(Dataset entries)
==============================

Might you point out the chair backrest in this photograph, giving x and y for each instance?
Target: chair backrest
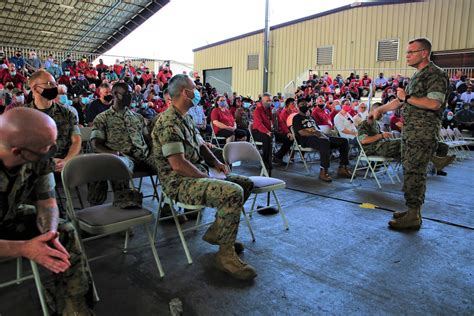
(86, 133)
(87, 168)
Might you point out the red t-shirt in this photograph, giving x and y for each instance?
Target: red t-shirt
(321, 117)
(225, 117)
(261, 119)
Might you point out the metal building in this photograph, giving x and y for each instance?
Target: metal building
(361, 37)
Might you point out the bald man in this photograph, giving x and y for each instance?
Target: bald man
(45, 90)
(27, 143)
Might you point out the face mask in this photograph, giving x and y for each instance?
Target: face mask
(50, 93)
(63, 99)
(108, 98)
(20, 99)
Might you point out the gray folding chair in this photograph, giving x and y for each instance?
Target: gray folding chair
(104, 219)
(244, 151)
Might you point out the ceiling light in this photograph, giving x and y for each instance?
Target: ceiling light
(64, 6)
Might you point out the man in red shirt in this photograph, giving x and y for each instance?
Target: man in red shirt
(284, 135)
(10, 74)
(262, 128)
(320, 115)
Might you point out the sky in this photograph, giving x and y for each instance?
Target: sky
(182, 25)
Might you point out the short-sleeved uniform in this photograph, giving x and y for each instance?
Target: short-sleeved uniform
(66, 123)
(27, 184)
(419, 135)
(177, 134)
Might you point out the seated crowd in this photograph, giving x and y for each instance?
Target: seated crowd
(142, 118)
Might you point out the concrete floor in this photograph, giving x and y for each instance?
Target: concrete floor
(337, 258)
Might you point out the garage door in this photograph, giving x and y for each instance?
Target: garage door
(221, 79)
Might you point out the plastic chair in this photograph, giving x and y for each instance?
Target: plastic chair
(106, 219)
(244, 151)
(375, 160)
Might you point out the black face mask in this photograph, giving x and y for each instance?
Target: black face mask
(304, 109)
(50, 93)
(108, 98)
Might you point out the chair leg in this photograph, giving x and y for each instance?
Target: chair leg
(151, 240)
(253, 205)
(158, 213)
(19, 269)
(125, 245)
(248, 224)
(39, 288)
(181, 235)
(283, 216)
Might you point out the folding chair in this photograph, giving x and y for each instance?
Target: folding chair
(376, 161)
(106, 219)
(164, 199)
(36, 276)
(243, 151)
(216, 139)
(301, 150)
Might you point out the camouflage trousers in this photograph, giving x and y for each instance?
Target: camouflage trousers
(392, 148)
(97, 191)
(228, 196)
(75, 282)
(416, 154)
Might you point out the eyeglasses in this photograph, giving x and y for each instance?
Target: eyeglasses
(410, 52)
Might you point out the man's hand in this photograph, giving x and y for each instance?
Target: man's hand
(38, 250)
(222, 168)
(401, 94)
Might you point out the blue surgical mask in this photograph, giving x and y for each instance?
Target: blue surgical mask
(63, 99)
(197, 97)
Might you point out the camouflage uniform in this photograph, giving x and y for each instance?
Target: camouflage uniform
(67, 125)
(125, 133)
(420, 131)
(174, 134)
(32, 182)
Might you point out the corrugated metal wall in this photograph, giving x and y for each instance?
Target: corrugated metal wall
(353, 33)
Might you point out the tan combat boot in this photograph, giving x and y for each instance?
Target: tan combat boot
(76, 307)
(324, 175)
(211, 237)
(441, 162)
(407, 220)
(228, 262)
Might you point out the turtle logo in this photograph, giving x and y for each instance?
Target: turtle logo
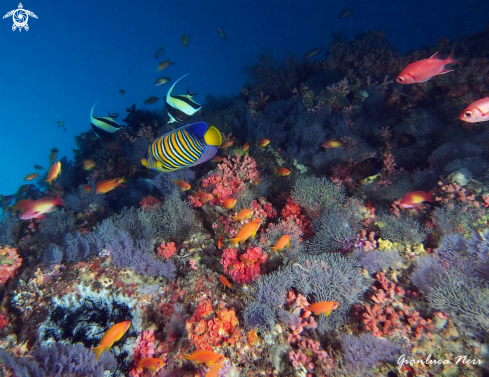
(20, 17)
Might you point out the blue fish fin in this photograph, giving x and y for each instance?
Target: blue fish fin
(198, 129)
(209, 152)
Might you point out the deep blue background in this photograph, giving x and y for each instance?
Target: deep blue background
(80, 52)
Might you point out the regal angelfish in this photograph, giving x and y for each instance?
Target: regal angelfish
(186, 146)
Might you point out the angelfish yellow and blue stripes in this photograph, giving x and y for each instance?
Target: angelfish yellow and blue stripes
(189, 145)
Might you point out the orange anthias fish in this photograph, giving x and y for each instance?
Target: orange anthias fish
(151, 363)
(182, 185)
(477, 111)
(229, 203)
(253, 337)
(247, 231)
(30, 177)
(207, 357)
(88, 164)
(224, 280)
(111, 336)
(204, 196)
(37, 209)
(323, 307)
(283, 172)
(53, 154)
(227, 144)
(424, 70)
(103, 187)
(284, 241)
(54, 171)
(333, 144)
(214, 371)
(414, 198)
(243, 214)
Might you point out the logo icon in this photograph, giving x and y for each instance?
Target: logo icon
(20, 17)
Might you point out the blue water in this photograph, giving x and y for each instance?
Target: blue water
(77, 53)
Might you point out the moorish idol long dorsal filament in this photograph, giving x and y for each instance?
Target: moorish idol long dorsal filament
(180, 107)
(103, 126)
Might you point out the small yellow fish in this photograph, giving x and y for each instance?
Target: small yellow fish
(54, 172)
(207, 357)
(283, 242)
(30, 177)
(247, 231)
(243, 214)
(323, 307)
(53, 155)
(229, 203)
(111, 336)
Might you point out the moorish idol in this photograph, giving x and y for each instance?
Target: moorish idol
(186, 146)
(103, 126)
(181, 107)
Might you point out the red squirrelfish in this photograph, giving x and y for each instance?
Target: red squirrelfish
(477, 111)
(30, 177)
(103, 187)
(37, 209)
(247, 231)
(283, 172)
(323, 307)
(207, 357)
(229, 203)
(53, 154)
(111, 336)
(224, 280)
(151, 363)
(182, 185)
(243, 214)
(54, 171)
(414, 198)
(333, 144)
(214, 371)
(424, 70)
(283, 242)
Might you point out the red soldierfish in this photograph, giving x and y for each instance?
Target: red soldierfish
(414, 198)
(424, 70)
(111, 336)
(477, 111)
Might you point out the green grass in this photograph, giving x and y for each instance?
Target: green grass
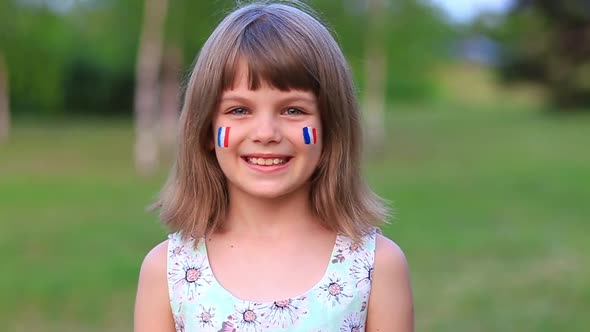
(491, 210)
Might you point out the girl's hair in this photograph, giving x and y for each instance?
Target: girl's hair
(284, 45)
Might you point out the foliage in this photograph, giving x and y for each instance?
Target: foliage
(81, 58)
(548, 42)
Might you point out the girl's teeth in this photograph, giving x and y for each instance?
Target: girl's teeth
(266, 162)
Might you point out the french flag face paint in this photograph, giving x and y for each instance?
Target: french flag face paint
(310, 135)
(223, 137)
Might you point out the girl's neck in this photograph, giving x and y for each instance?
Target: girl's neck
(269, 217)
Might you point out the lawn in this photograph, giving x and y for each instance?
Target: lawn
(491, 209)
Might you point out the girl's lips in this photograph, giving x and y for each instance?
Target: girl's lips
(267, 163)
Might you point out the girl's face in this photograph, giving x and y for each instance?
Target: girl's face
(267, 141)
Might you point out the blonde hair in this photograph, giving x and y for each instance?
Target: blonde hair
(286, 46)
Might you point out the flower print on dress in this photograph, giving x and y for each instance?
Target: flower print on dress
(179, 323)
(334, 291)
(189, 275)
(352, 323)
(177, 251)
(206, 316)
(348, 247)
(227, 326)
(362, 271)
(284, 313)
(247, 317)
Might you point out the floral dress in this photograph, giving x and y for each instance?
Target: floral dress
(338, 302)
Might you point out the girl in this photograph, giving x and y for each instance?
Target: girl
(271, 226)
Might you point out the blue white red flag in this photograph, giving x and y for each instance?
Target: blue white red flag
(310, 135)
(223, 137)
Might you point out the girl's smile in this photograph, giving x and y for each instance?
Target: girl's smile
(267, 153)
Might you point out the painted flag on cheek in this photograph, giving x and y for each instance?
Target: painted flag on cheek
(223, 137)
(310, 135)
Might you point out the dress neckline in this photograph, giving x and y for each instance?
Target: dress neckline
(202, 248)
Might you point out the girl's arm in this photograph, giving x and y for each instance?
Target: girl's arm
(152, 305)
(390, 306)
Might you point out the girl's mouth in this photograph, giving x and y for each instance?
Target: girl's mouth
(270, 161)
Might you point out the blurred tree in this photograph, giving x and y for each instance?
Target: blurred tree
(149, 57)
(375, 68)
(549, 42)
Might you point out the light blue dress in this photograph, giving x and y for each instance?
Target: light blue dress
(338, 302)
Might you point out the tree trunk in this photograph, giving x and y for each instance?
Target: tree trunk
(149, 57)
(171, 67)
(4, 101)
(375, 71)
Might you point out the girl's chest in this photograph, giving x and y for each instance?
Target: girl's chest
(269, 275)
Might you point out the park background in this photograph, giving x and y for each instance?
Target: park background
(478, 132)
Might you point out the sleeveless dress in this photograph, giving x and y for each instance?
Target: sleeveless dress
(338, 302)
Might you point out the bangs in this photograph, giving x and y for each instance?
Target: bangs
(272, 58)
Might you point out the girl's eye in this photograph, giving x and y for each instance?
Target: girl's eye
(239, 111)
(293, 111)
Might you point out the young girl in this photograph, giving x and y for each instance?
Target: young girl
(272, 228)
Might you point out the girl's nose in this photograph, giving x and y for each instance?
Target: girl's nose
(266, 130)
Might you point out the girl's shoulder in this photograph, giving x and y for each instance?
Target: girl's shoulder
(151, 307)
(391, 303)
(154, 263)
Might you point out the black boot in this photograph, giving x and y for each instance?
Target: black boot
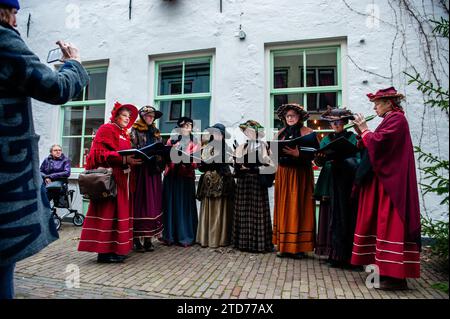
(138, 246)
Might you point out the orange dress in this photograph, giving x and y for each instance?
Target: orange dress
(293, 216)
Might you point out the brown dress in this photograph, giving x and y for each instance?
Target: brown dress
(215, 191)
(293, 218)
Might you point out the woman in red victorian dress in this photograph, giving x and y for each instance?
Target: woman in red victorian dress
(388, 224)
(108, 227)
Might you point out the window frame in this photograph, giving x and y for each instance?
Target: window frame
(83, 103)
(302, 51)
(157, 98)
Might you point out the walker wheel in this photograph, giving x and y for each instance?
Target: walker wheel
(57, 222)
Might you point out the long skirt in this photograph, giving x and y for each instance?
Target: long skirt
(380, 235)
(323, 243)
(252, 227)
(214, 229)
(108, 226)
(180, 217)
(293, 217)
(148, 204)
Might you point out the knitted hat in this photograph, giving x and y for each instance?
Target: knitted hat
(389, 93)
(118, 107)
(254, 125)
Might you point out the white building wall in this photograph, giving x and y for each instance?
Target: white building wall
(103, 31)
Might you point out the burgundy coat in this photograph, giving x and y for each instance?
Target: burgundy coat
(391, 154)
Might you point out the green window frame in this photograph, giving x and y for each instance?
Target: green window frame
(83, 104)
(302, 88)
(185, 99)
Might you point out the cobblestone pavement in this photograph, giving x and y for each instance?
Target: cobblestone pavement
(195, 272)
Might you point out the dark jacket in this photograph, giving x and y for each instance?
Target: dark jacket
(25, 218)
(55, 168)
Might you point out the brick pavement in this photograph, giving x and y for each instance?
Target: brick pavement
(195, 272)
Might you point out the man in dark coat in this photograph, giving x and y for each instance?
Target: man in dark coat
(26, 225)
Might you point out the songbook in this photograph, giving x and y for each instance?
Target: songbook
(340, 148)
(307, 144)
(147, 152)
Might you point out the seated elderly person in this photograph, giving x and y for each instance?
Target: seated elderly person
(55, 170)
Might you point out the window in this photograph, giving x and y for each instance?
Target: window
(183, 88)
(310, 77)
(82, 116)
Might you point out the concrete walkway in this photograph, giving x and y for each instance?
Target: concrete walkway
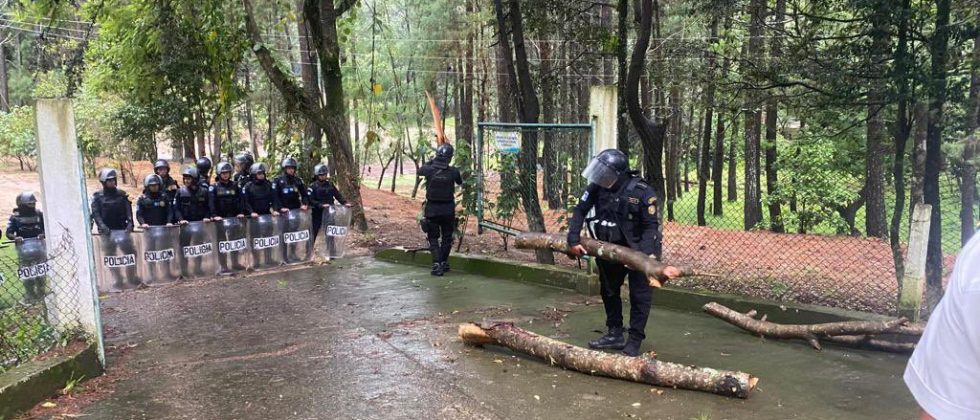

==============================

→ **To do**:
Every line that contains the string "walkway" should be copied from the records.

→ **Written answer**:
Might you point out the concrete walkway in this photograph, giving x and y for each instance?
Target: concrete walkway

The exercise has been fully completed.